- _EXERCISE INSTRUCTIONS_: The entries shown here must be retyped in full, with no pictures included.

(Natural-language object grounding data)
BEGIN

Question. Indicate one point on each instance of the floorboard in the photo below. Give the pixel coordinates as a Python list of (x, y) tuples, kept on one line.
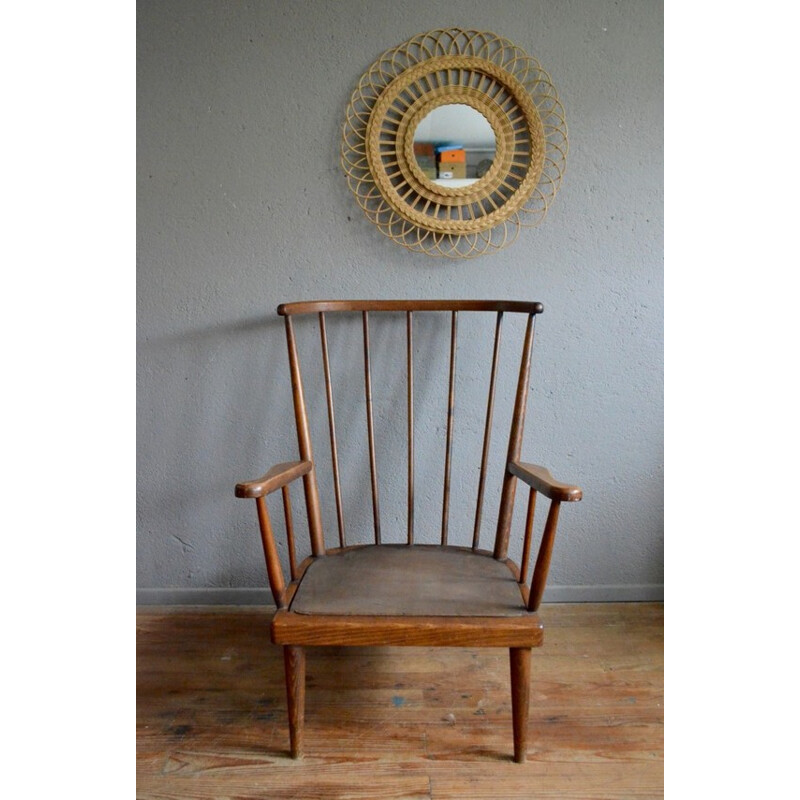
[(399, 722)]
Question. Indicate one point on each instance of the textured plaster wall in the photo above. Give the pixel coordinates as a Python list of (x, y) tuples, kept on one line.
[(242, 205)]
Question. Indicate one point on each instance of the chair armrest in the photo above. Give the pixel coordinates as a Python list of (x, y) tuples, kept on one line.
[(277, 477), (541, 480)]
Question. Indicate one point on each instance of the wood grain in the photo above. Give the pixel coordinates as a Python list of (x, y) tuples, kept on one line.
[(387, 722)]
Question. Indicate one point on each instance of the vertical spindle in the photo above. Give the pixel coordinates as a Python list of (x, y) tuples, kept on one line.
[(451, 402), (370, 429), (526, 548), (287, 515), (410, 369), (304, 445), (332, 427), (487, 433), (514, 446)]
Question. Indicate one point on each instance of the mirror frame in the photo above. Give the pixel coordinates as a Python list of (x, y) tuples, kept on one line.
[(501, 82)]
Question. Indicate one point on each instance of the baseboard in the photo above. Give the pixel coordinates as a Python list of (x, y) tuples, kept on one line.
[(629, 593)]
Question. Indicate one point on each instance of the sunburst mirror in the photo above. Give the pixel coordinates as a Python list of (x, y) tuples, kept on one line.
[(453, 141)]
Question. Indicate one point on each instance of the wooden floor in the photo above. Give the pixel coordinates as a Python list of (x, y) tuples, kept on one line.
[(400, 722)]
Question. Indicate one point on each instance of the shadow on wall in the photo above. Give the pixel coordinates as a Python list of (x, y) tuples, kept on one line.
[(207, 403)]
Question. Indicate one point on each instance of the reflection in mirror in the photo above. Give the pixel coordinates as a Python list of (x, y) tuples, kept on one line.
[(454, 145)]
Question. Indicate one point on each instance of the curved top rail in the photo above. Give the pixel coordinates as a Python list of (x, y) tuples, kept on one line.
[(315, 306)]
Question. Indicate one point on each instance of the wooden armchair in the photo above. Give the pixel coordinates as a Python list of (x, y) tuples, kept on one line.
[(408, 594)]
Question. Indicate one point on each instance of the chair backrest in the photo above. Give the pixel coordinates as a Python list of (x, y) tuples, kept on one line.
[(368, 311)]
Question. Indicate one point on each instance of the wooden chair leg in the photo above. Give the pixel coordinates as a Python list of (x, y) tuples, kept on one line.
[(294, 659), (520, 694)]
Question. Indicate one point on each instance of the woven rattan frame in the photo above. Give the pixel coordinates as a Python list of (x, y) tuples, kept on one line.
[(497, 79)]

END

- _WRITTEN ANSWER_:
Question. Indicate one point on each instance of the floorboard in the photo below. Give the pixel coordinates as a Python list of (x, y) tuples, kept on one line.
[(399, 722)]
Question. Indicate one point on each instance of the textured plaster wall in the photo above. Give the pixel coordinates as a Python list of (x, y) tuples, kept on one line.
[(242, 205)]
Question. Indicate one point on each instance of the chair armrest in the photo above. Give the pixel coordinates as a Python list of (x, y) tuples, kept on one line.
[(277, 477), (541, 480)]
Question. Indicate one point on each instance of the wood grain in the photo above. Give the pixel coordinates as a Python list of (x, y) tuples, kept on one line.
[(387, 722)]
Question. Indicate one point on each instance of the vertical spindle in the photo above. Give the pixel coordinates as a Python list of (x, y) tuples, kept on one line.
[(451, 402), (370, 429), (526, 548), (287, 515), (410, 369), (304, 445), (332, 427), (487, 433), (514, 446)]
Question. Indicate one point on each instance of the mirror frame in the photo above. Give the pixel coordinates as a Python list of (x, y) tuples, kept on one line.
[(501, 82)]
Question. Indicate one point on each instance of the baseboard in the photo above. Give the pixel coordinates as a Python list of (x, y) tuples, kept on one line.
[(629, 593)]
Question. Indicate one point on each instance of the sunburst mirror in the photo above. Give the pixel coordinates as a Python list of (x, y) tuples, kept on one line.
[(453, 141)]
Question. Indicate one point on each instance of the wooden floor in the photo above. Give the pixel coordinates as a Python list of (x, y) tuples, kept on one line.
[(400, 722)]
Question. Indicate one point on each instance of the shadow on wall in the photo above. Give the pixel coordinates as a Python list of (x, y) tuples, kept on one line.
[(207, 403)]
Question. Indicate one point on each instance of the reflection in mirror in the photo above. Give the pixel coordinates as a Python list of (x, y) tuples, kept on one line.
[(454, 145)]
Question. Indicate one point on each instance of the curved top rail in the photo above. Give the pixel coordinates as a Python list of (x, y) tuples, kept on one line.
[(315, 306)]
Question. Indicate one point on each instance of the wooden armchair in the photo above. Give the pixel coordinates as a Python list of (x, y) tuples, kept on one line.
[(408, 594)]
Question. Indicate one point on each instance of the chair backrest in the photo above. Give the pixel coordinates as a Python list of (x, y) tuples, kept on one line.
[(368, 311)]
Question. Indicate one point on each instance of the wooden chair leg in the photo above. Give the pixel coordinates as a Python list of (x, y) tuples, kept on one line.
[(294, 659), (520, 694)]
Question. Indicate one point on each instance of the woven rattan frame in the photo above. Give the pixel coordinates as a Python list of (x, y) tuples, kept on one line.
[(497, 79)]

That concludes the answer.